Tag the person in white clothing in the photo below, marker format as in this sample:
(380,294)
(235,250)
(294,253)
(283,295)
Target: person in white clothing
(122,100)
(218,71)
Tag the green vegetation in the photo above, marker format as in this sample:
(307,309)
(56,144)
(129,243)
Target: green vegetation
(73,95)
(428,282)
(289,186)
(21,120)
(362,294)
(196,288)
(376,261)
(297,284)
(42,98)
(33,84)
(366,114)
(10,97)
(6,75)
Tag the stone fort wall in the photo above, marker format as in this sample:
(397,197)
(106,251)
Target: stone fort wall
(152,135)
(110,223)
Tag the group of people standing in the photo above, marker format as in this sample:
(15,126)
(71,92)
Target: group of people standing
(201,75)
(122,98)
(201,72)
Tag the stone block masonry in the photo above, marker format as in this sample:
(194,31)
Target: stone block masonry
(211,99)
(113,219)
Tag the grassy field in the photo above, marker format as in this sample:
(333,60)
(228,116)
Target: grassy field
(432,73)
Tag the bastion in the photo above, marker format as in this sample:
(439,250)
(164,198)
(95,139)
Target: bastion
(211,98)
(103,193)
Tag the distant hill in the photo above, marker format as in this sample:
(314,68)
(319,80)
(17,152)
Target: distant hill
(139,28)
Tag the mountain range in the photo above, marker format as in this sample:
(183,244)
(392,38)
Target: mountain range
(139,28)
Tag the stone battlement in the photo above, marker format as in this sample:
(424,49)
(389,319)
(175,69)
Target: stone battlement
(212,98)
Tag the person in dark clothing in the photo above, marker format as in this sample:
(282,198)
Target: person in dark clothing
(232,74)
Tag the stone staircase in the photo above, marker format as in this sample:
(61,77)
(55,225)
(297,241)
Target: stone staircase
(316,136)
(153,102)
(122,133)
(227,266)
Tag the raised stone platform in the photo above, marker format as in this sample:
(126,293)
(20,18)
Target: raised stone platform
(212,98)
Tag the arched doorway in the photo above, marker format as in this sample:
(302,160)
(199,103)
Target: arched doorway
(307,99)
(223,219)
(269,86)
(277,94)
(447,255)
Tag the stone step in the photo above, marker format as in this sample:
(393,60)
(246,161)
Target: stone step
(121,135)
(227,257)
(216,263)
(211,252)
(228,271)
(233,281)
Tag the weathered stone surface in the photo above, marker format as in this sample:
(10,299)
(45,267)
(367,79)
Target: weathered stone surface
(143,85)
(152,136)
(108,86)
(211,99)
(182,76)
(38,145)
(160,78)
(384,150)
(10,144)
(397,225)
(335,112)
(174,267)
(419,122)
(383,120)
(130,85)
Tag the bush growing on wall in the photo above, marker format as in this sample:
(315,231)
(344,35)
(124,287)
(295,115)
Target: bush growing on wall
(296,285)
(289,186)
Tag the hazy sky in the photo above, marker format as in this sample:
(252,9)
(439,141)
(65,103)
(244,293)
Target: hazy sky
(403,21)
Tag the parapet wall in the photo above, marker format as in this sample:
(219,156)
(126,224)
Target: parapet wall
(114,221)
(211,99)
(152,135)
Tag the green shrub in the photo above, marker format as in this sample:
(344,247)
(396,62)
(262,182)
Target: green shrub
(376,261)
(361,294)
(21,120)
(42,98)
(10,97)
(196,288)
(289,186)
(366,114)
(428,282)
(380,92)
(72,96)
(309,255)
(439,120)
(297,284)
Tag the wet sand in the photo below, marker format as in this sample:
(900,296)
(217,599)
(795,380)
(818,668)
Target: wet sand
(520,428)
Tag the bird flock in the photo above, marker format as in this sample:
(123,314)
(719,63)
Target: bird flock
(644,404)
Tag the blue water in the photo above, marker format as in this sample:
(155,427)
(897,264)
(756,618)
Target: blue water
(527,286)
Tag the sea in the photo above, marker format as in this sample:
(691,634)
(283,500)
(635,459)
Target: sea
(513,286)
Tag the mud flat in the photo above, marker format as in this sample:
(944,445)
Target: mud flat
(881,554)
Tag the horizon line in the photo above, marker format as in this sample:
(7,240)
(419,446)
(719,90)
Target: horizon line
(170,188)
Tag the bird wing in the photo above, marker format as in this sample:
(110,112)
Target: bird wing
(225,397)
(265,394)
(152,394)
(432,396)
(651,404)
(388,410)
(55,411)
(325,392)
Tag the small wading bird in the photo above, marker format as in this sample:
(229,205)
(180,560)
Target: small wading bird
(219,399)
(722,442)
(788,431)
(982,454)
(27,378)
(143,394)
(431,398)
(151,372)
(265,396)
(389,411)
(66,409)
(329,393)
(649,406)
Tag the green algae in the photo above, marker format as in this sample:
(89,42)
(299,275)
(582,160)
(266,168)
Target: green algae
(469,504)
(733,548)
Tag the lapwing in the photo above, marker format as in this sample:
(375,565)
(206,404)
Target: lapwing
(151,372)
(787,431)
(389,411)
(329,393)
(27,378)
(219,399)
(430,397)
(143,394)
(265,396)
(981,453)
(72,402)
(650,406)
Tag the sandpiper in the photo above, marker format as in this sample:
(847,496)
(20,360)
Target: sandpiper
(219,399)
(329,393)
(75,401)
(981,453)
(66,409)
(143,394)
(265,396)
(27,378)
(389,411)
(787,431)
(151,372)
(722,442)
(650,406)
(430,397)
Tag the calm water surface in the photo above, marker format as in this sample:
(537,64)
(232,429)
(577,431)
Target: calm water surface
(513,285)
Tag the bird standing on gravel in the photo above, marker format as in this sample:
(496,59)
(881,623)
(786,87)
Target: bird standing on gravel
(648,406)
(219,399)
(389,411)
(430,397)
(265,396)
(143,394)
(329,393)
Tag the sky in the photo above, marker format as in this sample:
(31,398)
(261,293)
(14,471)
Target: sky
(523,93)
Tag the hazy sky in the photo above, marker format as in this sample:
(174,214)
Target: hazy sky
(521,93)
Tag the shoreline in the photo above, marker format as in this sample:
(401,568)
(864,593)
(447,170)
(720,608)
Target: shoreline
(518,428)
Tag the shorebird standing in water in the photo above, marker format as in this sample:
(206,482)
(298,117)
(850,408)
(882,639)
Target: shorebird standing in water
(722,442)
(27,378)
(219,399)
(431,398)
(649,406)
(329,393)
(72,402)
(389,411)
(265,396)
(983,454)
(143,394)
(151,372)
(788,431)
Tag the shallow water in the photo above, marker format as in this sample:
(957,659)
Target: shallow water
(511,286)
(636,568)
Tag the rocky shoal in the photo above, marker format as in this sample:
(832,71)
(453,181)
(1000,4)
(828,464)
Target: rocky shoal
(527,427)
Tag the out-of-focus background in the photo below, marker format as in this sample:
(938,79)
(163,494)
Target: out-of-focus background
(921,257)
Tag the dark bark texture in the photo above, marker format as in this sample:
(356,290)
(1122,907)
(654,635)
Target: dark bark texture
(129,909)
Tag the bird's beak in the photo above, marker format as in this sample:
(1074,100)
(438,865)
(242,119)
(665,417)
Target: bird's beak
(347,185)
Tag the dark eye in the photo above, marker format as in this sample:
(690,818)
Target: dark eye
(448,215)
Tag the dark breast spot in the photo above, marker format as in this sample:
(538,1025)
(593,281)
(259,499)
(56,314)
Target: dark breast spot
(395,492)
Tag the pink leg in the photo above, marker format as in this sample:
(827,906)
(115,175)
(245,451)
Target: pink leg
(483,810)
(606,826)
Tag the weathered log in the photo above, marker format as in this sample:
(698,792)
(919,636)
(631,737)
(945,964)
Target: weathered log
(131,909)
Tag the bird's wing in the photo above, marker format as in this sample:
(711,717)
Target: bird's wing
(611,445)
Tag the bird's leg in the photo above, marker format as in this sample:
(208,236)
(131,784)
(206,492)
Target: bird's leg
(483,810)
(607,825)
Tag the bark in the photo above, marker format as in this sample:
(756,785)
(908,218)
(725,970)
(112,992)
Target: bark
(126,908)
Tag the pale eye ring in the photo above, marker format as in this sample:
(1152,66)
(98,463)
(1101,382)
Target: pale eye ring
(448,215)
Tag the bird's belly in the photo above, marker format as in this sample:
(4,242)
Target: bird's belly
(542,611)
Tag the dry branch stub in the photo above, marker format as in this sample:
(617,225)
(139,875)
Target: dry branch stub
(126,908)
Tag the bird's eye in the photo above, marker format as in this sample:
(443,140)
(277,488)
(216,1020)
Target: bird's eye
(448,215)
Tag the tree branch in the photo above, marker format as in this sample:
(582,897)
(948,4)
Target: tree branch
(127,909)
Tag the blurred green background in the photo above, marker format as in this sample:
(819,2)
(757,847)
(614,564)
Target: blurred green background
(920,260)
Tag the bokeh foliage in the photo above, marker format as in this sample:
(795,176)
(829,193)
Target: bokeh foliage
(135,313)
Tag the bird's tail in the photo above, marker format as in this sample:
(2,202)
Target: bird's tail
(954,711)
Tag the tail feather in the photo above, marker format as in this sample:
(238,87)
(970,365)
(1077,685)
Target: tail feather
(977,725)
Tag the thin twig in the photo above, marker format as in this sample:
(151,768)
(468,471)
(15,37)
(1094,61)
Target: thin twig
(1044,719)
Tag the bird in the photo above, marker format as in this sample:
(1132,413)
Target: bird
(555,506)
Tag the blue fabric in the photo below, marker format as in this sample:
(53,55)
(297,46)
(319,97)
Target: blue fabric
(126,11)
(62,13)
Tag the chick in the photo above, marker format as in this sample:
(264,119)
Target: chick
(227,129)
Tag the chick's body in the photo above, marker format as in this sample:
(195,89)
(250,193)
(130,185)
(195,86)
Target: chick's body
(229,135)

- _Task instructions_: Write out again, exactly, the lines from the one holding "Tag the weathered log" through the end of the listing, with both ends included.

- _Response to the task_:
Tag the weathered log in the photo above, marker format as in this sample:
(698,792)
(919,636)
(631,737)
(945,964)
Target: weathered log
(131,909)
Tag the bird's wing in the photo above, marker format as in this sample:
(711,717)
Target: bird's wing
(611,445)
Tag the bird's leg in the photo above, marker format as in this sample:
(208,236)
(131,784)
(206,492)
Target: bird's leg
(483,810)
(607,825)
Tag the bark in the photo above, marker format as in this sample:
(756,785)
(908,218)
(725,970)
(112,992)
Target: bark
(126,908)
Tag the pale eye ring in the photo above, marker format as in this sample:
(1152,66)
(98,463)
(1101,382)
Target: pale eye ring
(448,215)
Tag the bird's belly in the photo above, marker format as in this sample:
(4,242)
Target: bird's belly
(542,611)
Tag the dry branch stub in the photo above, marker format as in this sample:
(617,225)
(139,875)
Target: dry branch stub
(126,908)
Tag the bird's eye in the photo above, marker format as in this sample:
(443,140)
(277,488)
(216,1020)
Target: bird's eye
(448,215)
Tag the tree branch in the photo above, marker format as in this sample:
(582,897)
(948,4)
Target: tree branch
(127,909)
Tag the blurred green background in the photo above, marker format as in this sample:
(819,2)
(757,847)
(614,564)
Target: blurred green background
(920,260)
Tag the bokeh foliage in the photo above, marker format as in this sample:
(795,176)
(829,193)
Target: bokeh foliage
(135,313)
Tag the bird's tail in the photo above, marker format as in this sample:
(2,202)
Target: bird's tail
(954,711)
Tag the tail feather in the photo above, marker format as in this sample:
(238,87)
(970,365)
(1077,685)
Target: tail feather
(977,725)
Tag the thin twig in the photo above, marker format as in this sample:
(151,768)
(468,471)
(15,37)
(1094,61)
Target: thin twig
(1044,719)
Tag the bird in the photo above, marker format as in this sample:
(1132,413)
Target: bird
(555,506)
Tag the blue fabric in the photo below, marker format as in this sample:
(53,55)
(297,46)
(319,97)
Target: blue fabric
(126,11)
(62,13)
Tag the chick in the photo above, marker format as in this sample:
(264,119)
Target: chick
(227,129)
Tag the chick's body in the photo above, marker format as in this sample:
(195,89)
(250,193)
(130,185)
(195,86)
Target: chick's body
(229,135)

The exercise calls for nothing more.